§ Article:

+ + +

Key words: room-temperature phosphorescence, pyrene-d10–β-cyclodextrin complex, bulk molecules, phosphorescence emission and quenching constants.
Introduction
The materials with long afterglow, mainly phosphorescence, are widely used in bioimaging [1–3], data encryption [4, 5], and optoelectronic devices [6, 7], which makes the search for new systems with such properties an urgent task. At the same time, room-temperature phosphorescence (RTP) of purely organic materials attracts increasing attention due to the low cost of components, good biocompatibility and high signal-to-noise ratio. Long-lived RTP of polyaromatic hydrocarbons (arenes, A), as the most available luminophores, is observed when A is placed into a rigid environment and isolated from oxygen. In particular, RTP is observed upon formation of the aggregated structures of A [8], in polyacrylamide films [9], in supramolecular inclusion complexes of A in cyclodextrins (CDs), where bulk molecules (BM) of another hydrocarbon are added for denser packing of A [10, 11]. Among the available arenes, of particular interest in terms of searching for systems with RTP in supramolecular complexes with CDS is pyrene (P), which remains largely unexplored. This may be due to the fact that P is prone to form excimers (excited dimers PP*) in solutions even at low concentrations, which prevents the appearance of RTP. The excimers are readily formed in PP*@γCD complexes since two P molecules fit into the γCD cavities [12a]. Hereinafter, the symbol @ is used to designate CD inclusion complexes with defined stoichiometry, while symbol – is used to designate the composition of the complexes. In the inclusion complex of P in β-cyclodextrin, which according to the experiments [12] and calculations [13b] has a 1:2 stoichiometry, P@2CD, the formation of excimers is excluded, since two P molecules do not fit into the cavity of the CD dimer. This opens up the possibility of studying luminescence of an isolated P molecule in inclusion complexes in CD.

+ + +

(Dataset rows showing where objects appear)
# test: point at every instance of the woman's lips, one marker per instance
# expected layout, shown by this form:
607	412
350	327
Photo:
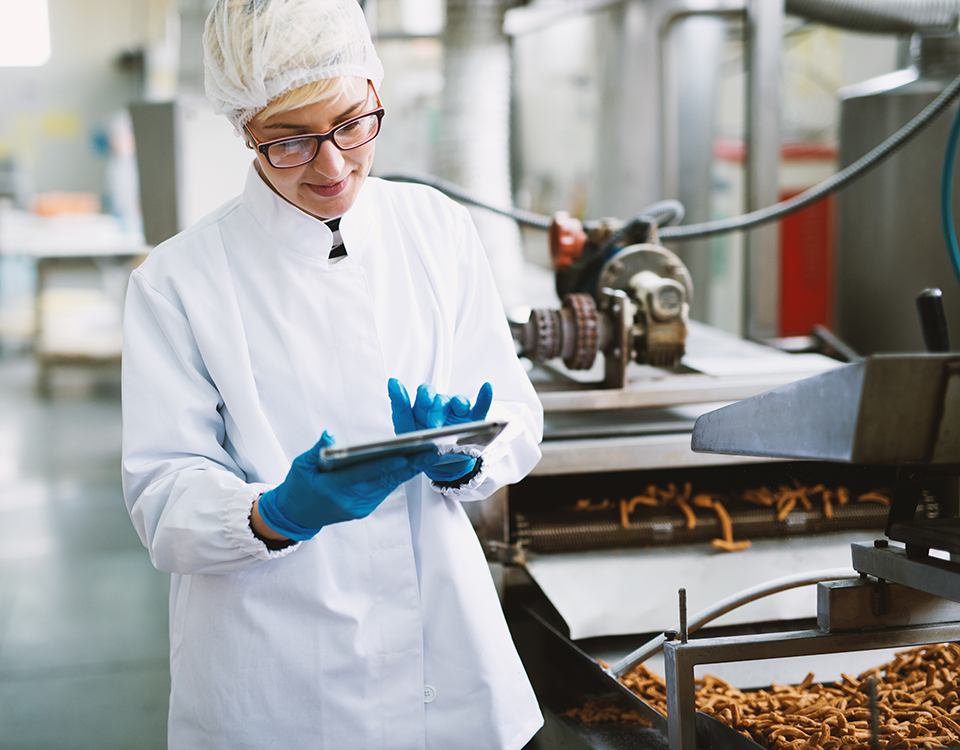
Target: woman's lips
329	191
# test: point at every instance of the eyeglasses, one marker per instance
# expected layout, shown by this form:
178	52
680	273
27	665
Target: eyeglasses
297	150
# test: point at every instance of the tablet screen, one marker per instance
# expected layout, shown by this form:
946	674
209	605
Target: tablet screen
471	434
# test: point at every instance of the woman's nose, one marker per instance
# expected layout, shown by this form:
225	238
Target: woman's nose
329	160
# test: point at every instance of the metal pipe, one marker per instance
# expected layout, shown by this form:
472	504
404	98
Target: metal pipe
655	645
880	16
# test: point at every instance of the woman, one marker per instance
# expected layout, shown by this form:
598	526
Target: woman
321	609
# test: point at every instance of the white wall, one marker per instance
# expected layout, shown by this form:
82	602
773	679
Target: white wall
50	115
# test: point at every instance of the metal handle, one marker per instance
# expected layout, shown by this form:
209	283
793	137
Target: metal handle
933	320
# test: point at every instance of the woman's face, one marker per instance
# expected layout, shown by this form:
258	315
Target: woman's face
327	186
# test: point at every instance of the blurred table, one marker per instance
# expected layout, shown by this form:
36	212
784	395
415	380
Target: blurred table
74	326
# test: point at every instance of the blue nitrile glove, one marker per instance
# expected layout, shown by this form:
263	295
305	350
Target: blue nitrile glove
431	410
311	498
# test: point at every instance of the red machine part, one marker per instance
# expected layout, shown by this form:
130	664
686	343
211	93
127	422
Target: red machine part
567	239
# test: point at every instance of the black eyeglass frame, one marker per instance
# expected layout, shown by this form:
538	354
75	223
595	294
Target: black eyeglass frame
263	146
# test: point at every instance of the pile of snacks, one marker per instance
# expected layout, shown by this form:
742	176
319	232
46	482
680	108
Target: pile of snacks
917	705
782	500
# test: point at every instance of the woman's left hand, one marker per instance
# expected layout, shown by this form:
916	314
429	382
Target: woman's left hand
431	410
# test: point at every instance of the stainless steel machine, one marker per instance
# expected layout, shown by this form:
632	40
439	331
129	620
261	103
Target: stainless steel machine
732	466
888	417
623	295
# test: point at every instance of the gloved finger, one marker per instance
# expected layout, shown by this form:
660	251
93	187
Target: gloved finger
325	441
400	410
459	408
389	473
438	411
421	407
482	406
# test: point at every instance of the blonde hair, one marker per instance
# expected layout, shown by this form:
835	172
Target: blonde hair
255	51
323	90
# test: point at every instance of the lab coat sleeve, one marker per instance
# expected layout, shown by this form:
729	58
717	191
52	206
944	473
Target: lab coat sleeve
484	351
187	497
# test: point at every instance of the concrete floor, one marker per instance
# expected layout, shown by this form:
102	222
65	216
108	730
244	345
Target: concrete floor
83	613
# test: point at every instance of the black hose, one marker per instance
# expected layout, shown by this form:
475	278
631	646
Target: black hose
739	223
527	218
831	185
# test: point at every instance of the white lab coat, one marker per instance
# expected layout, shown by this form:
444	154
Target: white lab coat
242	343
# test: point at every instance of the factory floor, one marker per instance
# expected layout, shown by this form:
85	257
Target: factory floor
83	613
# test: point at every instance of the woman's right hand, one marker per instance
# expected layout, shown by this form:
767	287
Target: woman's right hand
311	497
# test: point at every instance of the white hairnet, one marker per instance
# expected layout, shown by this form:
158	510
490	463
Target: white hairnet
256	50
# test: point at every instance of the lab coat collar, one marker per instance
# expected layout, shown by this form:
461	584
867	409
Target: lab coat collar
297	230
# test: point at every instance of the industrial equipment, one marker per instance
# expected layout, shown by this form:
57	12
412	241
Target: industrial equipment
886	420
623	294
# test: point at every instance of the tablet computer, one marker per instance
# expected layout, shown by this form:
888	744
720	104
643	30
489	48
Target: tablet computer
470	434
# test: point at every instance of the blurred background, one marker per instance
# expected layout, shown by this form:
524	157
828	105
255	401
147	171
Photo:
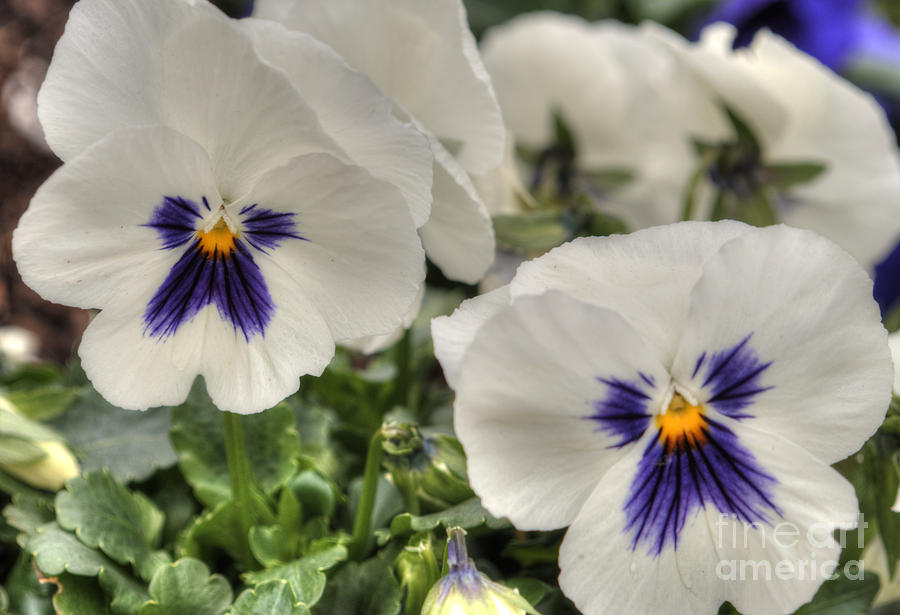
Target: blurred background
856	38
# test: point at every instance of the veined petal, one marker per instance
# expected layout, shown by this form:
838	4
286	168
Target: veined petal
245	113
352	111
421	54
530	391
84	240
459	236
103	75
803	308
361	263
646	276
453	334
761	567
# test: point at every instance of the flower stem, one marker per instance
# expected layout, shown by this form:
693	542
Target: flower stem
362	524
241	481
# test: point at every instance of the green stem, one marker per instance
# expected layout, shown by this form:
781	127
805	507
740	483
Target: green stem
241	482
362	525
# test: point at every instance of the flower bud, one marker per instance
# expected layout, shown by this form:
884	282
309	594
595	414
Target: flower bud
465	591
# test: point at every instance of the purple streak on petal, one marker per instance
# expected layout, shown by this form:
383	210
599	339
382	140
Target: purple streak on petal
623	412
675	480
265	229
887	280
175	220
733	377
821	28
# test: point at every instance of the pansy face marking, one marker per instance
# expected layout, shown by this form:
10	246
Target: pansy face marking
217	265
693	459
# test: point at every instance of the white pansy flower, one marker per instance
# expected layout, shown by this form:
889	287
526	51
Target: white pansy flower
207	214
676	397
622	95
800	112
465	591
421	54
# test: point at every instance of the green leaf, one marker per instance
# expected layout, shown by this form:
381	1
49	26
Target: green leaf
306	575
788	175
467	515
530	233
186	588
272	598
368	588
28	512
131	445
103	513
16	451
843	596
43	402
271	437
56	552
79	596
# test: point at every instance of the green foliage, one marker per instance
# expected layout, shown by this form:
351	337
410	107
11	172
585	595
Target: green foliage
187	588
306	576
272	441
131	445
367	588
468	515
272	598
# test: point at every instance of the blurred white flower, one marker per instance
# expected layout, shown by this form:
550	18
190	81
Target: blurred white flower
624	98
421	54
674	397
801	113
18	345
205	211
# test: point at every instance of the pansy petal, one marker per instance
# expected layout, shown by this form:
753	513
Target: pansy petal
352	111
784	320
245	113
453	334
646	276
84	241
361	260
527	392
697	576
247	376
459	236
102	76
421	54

+ + +

§ Exercise task 1:
Using the passage on room-temperature phosphorescence, decide whether each statement agrees with it. Answer yes or no, quoting the exact words that decide it.
(a) Two pyrene molecules fit into the γCD cavities.
(b) The inclusion complex of pyrene in β-cyclodextrin has a 1:1 stoichiometry.
(c) Pyrene has been thoroughly explored as a source of room-temperature phosphorescence in supramolecular complexes with cyclodextrins.
§ Exercise task 2: Pick up the passage on room-temperature phosphorescence after its last sentence and keep writing it.
You won't need the rows.

§ Exercise response 1:
(a) Yes: "two P molecules fit into the γCD cavities"
(b) No: "has a 1:2 stoichiometry"
(c) No: "which remains largely unexplored"

§ Exercise response 2:
Earlier the compounds with heavy atoms were almost always used to study RTP of P [14–16]. The heavy atom-induced quenching became a means of detecting polycyclic aromatic compounds in an aqueous medium, including those containing P and carcinogenic benzopyrene [17]. At the same time, the heavy atom in these systems, along with an increase in the S1–T1 conversion rate (a positive factor), also leads to a significant increase in the rate of the T1–S0 radiative transition (a negative factor for long-lived RTP). For example, Raj et al. [16] found that the lifetime of the P-induced quenching was only 326 ns. Nevertheless, it should be noted that an increase in the rate of the T1–S0 transition considerably reduces the effect of oxygen on RTP quenching, which facilitates its registration.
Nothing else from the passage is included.